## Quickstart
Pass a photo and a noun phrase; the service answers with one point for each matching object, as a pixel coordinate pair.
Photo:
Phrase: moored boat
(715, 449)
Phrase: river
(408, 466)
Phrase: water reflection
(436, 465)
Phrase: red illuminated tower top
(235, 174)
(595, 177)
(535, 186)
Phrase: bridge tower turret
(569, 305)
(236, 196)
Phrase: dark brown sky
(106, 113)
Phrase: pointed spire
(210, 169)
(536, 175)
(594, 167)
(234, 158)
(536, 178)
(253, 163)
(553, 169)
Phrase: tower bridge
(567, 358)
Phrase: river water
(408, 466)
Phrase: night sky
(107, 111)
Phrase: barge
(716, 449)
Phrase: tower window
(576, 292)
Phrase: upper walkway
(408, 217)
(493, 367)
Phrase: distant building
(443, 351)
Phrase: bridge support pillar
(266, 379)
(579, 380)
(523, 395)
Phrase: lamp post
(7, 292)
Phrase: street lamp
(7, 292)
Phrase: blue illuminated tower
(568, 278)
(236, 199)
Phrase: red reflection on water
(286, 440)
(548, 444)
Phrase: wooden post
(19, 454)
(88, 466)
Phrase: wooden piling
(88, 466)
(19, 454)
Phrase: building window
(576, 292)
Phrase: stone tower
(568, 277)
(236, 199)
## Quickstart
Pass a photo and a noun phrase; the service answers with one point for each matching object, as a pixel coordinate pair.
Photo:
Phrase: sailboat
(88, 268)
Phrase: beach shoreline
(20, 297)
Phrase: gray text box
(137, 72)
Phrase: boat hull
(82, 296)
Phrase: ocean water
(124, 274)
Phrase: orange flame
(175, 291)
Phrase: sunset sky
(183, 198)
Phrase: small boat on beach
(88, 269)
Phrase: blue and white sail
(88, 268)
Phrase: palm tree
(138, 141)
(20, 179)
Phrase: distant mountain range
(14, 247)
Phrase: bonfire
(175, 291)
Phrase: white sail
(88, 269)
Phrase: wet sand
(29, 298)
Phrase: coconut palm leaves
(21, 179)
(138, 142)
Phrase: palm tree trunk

────────

Every record above belongs in the answer, reproduced exactly.

## Quickstart
Pass a photo and a noun phrase; the service answers with one point for each matching object, as a pixel coordinate pair.
Photo:
Phrase: moored boat
(715, 449)
Phrase: river
(408, 466)
Phrase: water reflection
(436, 465)
Phrase: red illuminated tower top
(235, 174)
(595, 177)
(535, 186)
Phrase: bridge tower turret
(569, 305)
(236, 196)
Phrase: dark brown sky
(106, 113)
Phrase: pointed spire
(210, 169)
(536, 175)
(594, 167)
(234, 158)
(536, 178)
(253, 163)
(553, 169)
Phrase: tower bridge
(567, 358)
Phrase: river water
(408, 466)
Phrase: night sky
(107, 111)
Phrase: barge
(716, 449)
Phrase: tower window
(576, 292)
Phrase: upper walkway
(408, 217)
(493, 367)
Phrase: distant building
(443, 351)
Phrase: bridge support pillar
(266, 379)
(579, 380)
(523, 395)
Phrase: lamp post
(7, 292)
Phrase: street lamp
(7, 292)
Phrase: blue illuminated tower
(568, 278)
(236, 199)
Phrase: red reflection on water
(286, 440)
(548, 444)
Phrase: wooden post
(19, 454)
(88, 466)
Phrase: wooden piling
(88, 466)
(19, 454)
Phrase: building window
(576, 292)
Phrase: stone tower
(568, 277)
(236, 199)
## Quickstart
Pass a photo and a noun phrase; the service answers with one point for each matching object, as a pixel coordinate pair.
Photo:
Phrase: sailboat
(88, 268)
Phrase: beach shoreline
(20, 297)
Phrase: gray text box
(137, 72)
Phrase: boat hull
(82, 296)
Phrase: ocean water
(124, 274)
Phrase: orange flame
(175, 291)
Phrase: sunset sky
(183, 198)
Phrase: small boat on beach
(88, 269)
Phrase: blue and white sail
(88, 268)
Phrase: palm tree
(138, 141)
(20, 179)
Phrase: distant mountain range
(14, 247)
Phrase: bonfire
(175, 291)
Phrase: white sail
(88, 269)
Phrase: wet sand
(29, 298)
Phrase: coconut palm leaves
(21, 179)
(138, 142)
Phrase: palm tree trunk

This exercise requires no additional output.